- **THE EXERCISE**
Add -17 to every x and y coordinate in the answers, and write out all the lines again, requests included, starting with the line containing "Place one point per instance of the concrete foundation" and going on through the end of the entries.

[Excerpts of location labeling data]
***
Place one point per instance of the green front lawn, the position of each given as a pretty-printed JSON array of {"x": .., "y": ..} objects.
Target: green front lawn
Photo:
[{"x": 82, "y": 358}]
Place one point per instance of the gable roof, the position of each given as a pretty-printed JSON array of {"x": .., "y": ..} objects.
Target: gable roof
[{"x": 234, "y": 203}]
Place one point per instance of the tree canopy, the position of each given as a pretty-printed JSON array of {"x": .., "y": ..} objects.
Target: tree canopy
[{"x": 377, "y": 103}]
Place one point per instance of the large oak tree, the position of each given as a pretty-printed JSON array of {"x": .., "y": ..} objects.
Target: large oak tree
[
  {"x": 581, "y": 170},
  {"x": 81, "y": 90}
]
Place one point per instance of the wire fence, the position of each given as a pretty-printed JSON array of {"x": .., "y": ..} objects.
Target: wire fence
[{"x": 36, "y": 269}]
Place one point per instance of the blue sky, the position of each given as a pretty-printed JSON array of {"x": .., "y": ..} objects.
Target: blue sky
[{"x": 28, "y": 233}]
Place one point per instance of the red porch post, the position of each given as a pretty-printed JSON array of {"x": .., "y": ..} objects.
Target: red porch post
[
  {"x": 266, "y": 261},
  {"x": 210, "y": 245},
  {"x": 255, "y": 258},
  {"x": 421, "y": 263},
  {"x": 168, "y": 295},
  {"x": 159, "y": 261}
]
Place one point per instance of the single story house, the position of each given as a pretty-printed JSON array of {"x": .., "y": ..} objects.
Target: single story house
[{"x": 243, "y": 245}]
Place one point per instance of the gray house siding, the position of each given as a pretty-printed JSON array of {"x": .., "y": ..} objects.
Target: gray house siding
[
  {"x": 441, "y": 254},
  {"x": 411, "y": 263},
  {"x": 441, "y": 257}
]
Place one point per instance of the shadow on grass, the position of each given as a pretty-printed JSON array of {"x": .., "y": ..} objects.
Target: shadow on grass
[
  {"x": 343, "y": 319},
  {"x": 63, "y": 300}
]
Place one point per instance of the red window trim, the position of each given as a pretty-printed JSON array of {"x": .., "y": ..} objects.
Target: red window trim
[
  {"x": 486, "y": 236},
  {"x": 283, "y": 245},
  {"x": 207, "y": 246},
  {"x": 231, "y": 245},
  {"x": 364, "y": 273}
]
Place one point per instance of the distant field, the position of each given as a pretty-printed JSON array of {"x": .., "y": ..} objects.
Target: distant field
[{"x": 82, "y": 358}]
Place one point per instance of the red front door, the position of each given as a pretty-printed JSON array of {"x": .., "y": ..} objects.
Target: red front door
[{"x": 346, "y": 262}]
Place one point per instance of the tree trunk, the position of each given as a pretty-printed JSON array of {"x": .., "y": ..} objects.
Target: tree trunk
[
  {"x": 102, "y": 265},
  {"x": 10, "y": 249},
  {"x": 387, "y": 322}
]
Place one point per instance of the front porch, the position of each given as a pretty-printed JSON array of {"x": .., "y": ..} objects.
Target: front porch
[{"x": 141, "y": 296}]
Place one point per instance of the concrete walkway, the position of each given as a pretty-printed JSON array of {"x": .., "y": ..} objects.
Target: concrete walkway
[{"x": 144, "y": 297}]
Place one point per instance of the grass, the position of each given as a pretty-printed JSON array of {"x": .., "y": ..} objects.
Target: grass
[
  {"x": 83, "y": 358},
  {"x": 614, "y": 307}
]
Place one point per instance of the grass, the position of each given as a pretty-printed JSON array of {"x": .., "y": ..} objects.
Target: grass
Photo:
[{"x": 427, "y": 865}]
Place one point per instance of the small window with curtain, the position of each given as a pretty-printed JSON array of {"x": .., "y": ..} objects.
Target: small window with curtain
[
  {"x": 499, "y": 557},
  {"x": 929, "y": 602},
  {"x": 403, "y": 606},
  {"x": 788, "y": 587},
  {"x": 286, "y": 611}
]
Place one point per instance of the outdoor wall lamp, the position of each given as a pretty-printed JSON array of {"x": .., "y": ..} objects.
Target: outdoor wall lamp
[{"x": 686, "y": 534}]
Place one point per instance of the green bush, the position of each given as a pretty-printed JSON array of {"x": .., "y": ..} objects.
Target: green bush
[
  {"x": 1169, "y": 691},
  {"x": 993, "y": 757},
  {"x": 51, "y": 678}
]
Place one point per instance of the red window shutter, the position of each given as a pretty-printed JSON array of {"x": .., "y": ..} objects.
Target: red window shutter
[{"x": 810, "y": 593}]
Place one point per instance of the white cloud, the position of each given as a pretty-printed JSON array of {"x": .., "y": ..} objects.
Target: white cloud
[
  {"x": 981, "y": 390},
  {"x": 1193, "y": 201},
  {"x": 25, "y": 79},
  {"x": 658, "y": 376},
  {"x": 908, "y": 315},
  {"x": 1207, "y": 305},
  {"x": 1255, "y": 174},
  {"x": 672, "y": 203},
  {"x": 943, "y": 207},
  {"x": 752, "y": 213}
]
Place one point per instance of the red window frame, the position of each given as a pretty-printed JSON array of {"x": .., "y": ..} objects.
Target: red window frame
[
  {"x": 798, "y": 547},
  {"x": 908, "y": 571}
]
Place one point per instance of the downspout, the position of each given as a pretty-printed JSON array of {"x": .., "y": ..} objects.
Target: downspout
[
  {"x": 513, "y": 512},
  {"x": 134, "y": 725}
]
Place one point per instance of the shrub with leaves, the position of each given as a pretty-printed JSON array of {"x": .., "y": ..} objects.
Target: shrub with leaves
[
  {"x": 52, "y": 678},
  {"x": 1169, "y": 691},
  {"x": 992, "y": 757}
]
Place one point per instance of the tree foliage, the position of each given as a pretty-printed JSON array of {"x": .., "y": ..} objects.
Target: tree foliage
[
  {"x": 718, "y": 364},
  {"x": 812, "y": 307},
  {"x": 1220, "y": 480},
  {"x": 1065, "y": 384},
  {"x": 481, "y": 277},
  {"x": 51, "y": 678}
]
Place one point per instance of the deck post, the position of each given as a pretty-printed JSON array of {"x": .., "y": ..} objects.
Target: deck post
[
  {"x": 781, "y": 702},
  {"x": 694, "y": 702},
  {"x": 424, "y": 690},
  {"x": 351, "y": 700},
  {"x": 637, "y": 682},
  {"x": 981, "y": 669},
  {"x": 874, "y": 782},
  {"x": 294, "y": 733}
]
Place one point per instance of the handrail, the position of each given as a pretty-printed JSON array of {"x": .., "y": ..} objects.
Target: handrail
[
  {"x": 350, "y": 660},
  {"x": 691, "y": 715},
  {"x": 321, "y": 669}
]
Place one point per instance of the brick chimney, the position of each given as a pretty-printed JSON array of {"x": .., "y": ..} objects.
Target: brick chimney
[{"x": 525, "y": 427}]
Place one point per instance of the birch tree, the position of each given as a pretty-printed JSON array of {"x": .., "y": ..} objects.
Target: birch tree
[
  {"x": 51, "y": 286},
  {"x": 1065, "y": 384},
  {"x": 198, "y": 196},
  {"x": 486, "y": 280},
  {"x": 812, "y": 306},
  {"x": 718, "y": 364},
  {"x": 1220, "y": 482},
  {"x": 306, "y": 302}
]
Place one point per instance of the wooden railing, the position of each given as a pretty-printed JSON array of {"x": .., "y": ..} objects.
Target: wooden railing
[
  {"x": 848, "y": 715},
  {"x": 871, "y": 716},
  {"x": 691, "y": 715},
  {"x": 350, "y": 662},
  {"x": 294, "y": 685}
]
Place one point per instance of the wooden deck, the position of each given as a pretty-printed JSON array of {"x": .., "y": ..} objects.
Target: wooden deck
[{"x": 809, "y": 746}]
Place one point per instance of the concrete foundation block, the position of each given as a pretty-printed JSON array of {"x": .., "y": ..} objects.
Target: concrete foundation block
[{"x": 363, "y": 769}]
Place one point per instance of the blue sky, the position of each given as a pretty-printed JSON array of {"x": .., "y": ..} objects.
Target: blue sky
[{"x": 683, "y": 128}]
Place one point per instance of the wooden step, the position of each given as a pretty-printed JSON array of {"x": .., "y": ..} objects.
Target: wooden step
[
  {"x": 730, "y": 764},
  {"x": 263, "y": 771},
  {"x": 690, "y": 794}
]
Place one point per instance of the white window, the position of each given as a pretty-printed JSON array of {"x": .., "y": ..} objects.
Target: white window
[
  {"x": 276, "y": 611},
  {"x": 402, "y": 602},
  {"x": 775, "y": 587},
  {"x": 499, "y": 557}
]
***
- **EXPECTED ANSWER**
Place one point per instance of the concrete foundation block, the position of each given as a pretty-printed JSON array of {"x": .., "y": ..} objects.
Target: concrete foundation block
[{"x": 346, "y": 752}]
Place one point per instance of the blue sky, the position of each given as a pretty-printed JSON array of {"x": .., "y": ..} objects.
Target: blue sky
[{"x": 666, "y": 111}]
Place one point per instance of the wooden step, the position of each given as a pretty-printed JSON array of {"x": .., "y": ..} objects.
Target: wooden step
[
  {"x": 713, "y": 747},
  {"x": 246, "y": 754},
  {"x": 673, "y": 777}
]
Place one point per instance of the white window, the position of each given as a pretty-printed JSON array of {"x": .., "y": ..} objects.
Target: white window
[
  {"x": 259, "y": 594},
  {"x": 385, "y": 585},
  {"x": 758, "y": 570},
  {"x": 482, "y": 540}
]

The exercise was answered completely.